* **What to work on**:
**A)** Translate this sentence from the piece on workplace collaboration into Spanish: "I think that’s a fixable problem."
**B)** Pick up the piece about how its author prefers to work with teams and write what comes next.

** Begin Text to read **

July 7, 2026
One thing I’ve noticed in almost every workplace is that nobody ever really defines how they’re going to work together. You show up, you figure it out, and somewhere along the way things fall through the cracks. Deadlines get missed. Messages go unanswered. Work lands on someone’s desk at 4 PM with a “need this by end of day” attached.
I think that’s a fixable problem. I recently came across a concept called a Manual of Me, a personal user manual that helps others understand how to work best with you. It covers your working preferences, motivations, and needs so that everyone on a team can actually collaborate well. The idea clicked immediately.
Over the years I’ve developed a set of rules and habits that I’ve found help teams move faster, communicate better, and do their best work. This is my version of that manual. It’s not a rigid code of conduct or something I expect everyone who works with me to follow. Very often as a consultant I’m not in the driver’s seat so I don’t get to define how we work, but instead jump in and support where I can and add value along the way. I understand that every team is different and the magic is made in finding a style that works for all. Think of it more as a roadmap: here’s how I operate, here’s what I’ve found works, and here’s what you can expect from me.
No Same-Day Work
If you talk to anyone who has their stuff together, nobody walks into the office at 9 AM and thinks “what should I be doing today?” High performers have a plan. Most folks know by EOD Monday what is in store for them on Tuesday.
The rule I try to install for myself and for teams is simple: no same-day work. If I give you something on Monday, the expectation is it gets handled on Tuesday. Unless it’s a true hair-on-fire emergency, same-day asks aren’t fair to anyone. They pull people away from the work they already had planned, and they signal that your time doesn’t matter. I am certainly guilty of handing out same day tasks to the teams I work with but whenever possible I try to avoid them.

** End Text to read **
** Begin Recorded data **

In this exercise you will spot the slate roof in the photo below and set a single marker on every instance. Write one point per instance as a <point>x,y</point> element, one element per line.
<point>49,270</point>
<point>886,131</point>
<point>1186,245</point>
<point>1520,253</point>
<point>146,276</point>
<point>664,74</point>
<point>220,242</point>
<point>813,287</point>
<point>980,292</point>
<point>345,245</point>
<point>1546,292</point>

** End Recorded data **

* **Task-by-task results**:
**A)** Creo que ese es un problema que tiene solución.

**B)**
You might be thinking “my work is too hectic, I need this done ASAP and can’t wait until tomorrow”. If you are reading this on Linkedin or my blog you probably send emails for a living; you absolutely can do this. If it feels daunting or insurmountable perhaps start with a “by EOD” ask given first thing in the morning. The difference between “I need it NOW” and “before you sign out” makes for a happier team I promise.
Think of it like a service level agreement, or SLA: we both agree that turnaround happens within 24 hours. That gives everyone lead time, reduces stress, and makes it much easier to prioritize what’s actually urgent versus what just feels urgent.
No Same day work goes in both directions. If you hand out a task, and you expect it to be done by next day. But if your approaching a deadline I think the same should apply. If your big presentation is friday at Noon, it seems like a waste to be working on it Friday morning. Whenever possible, setting a target to finish something the day before will make for a smoother delivery.
Will there be times where something needs to be done immediately or right before the big meeting? Absolutely. No same day work just creates a little buffer in between to help things go smoothly
Sure there are exceptions to every rule, but having a baseline expectation of when things will get done helps the trains run on time.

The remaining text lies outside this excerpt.